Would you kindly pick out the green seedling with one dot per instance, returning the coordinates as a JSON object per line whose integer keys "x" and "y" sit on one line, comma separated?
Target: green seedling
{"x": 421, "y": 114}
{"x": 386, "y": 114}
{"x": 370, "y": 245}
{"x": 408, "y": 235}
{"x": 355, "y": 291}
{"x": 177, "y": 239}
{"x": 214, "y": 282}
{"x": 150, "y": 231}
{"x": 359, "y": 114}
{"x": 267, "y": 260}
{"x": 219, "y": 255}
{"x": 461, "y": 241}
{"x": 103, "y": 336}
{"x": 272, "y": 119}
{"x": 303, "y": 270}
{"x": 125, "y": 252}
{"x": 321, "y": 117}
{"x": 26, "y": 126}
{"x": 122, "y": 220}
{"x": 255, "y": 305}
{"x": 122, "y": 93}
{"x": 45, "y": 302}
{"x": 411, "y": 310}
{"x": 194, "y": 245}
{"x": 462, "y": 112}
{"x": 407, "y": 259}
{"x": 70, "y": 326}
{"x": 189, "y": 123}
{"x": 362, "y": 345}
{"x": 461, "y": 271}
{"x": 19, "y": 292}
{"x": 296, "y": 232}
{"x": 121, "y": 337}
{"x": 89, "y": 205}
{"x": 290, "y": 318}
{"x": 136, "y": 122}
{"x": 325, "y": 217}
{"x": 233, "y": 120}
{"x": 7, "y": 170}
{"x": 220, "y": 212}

• **TASK BRIEF**
Once more, give all the records exactly as they were written.

• **RESULT BELOW**
Would you kindly pick out the green seedling with one dot per instance, returning the coordinates as a JSON object per line whose integer keys "x" and "y" sit on one line, comma separated?
Target: green seedling
{"x": 421, "y": 114}
{"x": 386, "y": 114}
{"x": 370, "y": 245}
{"x": 408, "y": 235}
{"x": 355, "y": 291}
{"x": 177, "y": 239}
{"x": 214, "y": 282}
{"x": 150, "y": 231}
{"x": 359, "y": 114}
{"x": 267, "y": 260}
{"x": 219, "y": 255}
{"x": 461, "y": 241}
{"x": 103, "y": 336}
{"x": 272, "y": 119}
{"x": 303, "y": 270}
{"x": 125, "y": 252}
{"x": 321, "y": 117}
{"x": 26, "y": 126}
{"x": 122, "y": 220}
{"x": 255, "y": 305}
{"x": 122, "y": 93}
{"x": 45, "y": 302}
{"x": 411, "y": 310}
{"x": 194, "y": 245}
{"x": 462, "y": 112}
{"x": 407, "y": 259}
{"x": 70, "y": 326}
{"x": 189, "y": 123}
{"x": 362, "y": 345}
{"x": 461, "y": 271}
{"x": 19, "y": 292}
{"x": 296, "y": 232}
{"x": 121, "y": 337}
{"x": 89, "y": 205}
{"x": 290, "y": 318}
{"x": 136, "y": 122}
{"x": 325, "y": 217}
{"x": 233, "y": 120}
{"x": 7, "y": 170}
{"x": 220, "y": 212}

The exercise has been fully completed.